=== SELECTED EXCERPT ===

SD-WAN has exploded in the market. Everywhere I turn, I see companies touting their new strategy for reducing WAN complexity, encrypting data in flight, and even doing analytics on traffic to help build QoS policies and traffic shaping for critical links. The first demo I ever watched for SDN was a WAN routing demo that chose best paths based on cost and time-of-day. It was simple then, but that kind of thinking has exploded in the last 5 years. And it’s all thanks to our lovable old friend, Ethernet.

Those Old Serials

When I started in networking, my knowledge was pretty limited to switches and other layer 2 devices. I plugged in the cables, and the things all worked. As I expanded up the OSI model, I started understanding how routers worked. I knew about moving packets between different layer 3 areas and how they controlled broadcast storms. This was also around the time when layer 3 switching was becoming a big thing in the campus. How was I supposed to figure out the difference between when I should be using a big router with 2-3 interfaces versus a switch that had lots of interfaces and could route just as well?

The key for me was media types. Layer 3 switching worked very well as long as you were only connecting Ethernet cables to the device. Switches were purpose built for UTP cable connectivity. That works really well for campus networks with Cat 5/5e/6 cabling. Switched Virtual Interfaces (SVIs) can handle a large amount of the routing traffic.

For WAN connectivity, routers were a must. Because only routers were modular in a way that accepted cards for different media types. When I started my journey on WAN connectivity, I was setting up T1 lines. Sometimes they had an old-fashioned serial connector like this:

s-l300

Those connected to external CSU/DSU modules. Those were a pain to configure and had multiple points of failure. Eventually, we moved up in the world to integrated CSU/DSU modules that looked like this:

ehwic-2-ports-t-1-e-1

Those are really awesome because all the configuration is done on the interface. They also take regular UTP cables instead of those crazy V.35 monsters.

===

ASSIGNED TASK A: List the things the excerpt says companies tout as part of their new SD-WAN strategy.

=== DATA PROVIDED ===

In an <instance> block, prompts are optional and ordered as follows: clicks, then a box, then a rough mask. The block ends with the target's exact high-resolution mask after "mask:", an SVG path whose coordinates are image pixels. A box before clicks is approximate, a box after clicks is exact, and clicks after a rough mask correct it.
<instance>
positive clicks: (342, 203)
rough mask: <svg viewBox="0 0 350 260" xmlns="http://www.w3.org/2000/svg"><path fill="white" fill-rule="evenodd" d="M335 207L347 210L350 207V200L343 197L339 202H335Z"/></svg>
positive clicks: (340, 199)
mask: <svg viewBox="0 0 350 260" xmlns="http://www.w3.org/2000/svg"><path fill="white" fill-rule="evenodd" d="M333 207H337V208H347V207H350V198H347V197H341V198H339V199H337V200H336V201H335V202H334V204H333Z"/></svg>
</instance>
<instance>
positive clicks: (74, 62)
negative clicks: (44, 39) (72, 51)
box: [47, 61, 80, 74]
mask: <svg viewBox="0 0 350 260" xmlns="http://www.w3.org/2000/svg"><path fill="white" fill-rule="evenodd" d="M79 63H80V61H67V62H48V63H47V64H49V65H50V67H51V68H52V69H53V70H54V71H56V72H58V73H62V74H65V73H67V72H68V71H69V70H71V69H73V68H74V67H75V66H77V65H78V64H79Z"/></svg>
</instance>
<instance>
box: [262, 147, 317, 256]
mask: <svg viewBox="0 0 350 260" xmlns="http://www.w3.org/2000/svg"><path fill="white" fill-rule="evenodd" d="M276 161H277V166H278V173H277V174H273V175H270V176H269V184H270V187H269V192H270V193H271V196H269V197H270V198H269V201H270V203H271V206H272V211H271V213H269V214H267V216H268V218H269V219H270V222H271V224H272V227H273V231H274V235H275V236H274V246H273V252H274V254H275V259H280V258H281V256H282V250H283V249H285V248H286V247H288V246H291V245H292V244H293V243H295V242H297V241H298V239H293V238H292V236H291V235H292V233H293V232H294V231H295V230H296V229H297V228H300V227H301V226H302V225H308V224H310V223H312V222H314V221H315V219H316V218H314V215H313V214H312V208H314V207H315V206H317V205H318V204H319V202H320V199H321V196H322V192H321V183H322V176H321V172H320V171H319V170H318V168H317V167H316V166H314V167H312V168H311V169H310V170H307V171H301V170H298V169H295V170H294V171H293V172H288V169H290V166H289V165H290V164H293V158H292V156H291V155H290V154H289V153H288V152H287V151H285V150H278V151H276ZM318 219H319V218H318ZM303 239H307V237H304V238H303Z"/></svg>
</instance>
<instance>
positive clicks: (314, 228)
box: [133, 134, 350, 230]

===

ASSIGNED TASK B: Reproduce the records verbatim, starting at their first line and continuing through the line containing "positive clicks: (340, 199)".

WRITTEN ANSWER A:
- Reducing WAN complexity
- Encrypting data in flight
- Doing analytics on traffic to help build QoS policies and traffic shaping for critical links

WRITTEN ANSWER B:
In an <instance> block, prompts are optional and ordered as follows: clicks, then a box, then a rough mask. The block ends with the target's exact high-resolution mask after "mask:", an SVG path whose coordinates are image pixels. A box before clicks is approximate, a box after clicks is exact, and clicks after a rough mask correct it.
<instance>
positive clicks: (342, 203)
rough mask: <svg viewBox="0 0 350 260" xmlns="http://www.w3.org/2000/svg"><path fill="white" fill-rule="evenodd" d="M335 207L347 210L350 207V200L343 197L339 202H335Z"/></svg>
positive clicks: (340, 199)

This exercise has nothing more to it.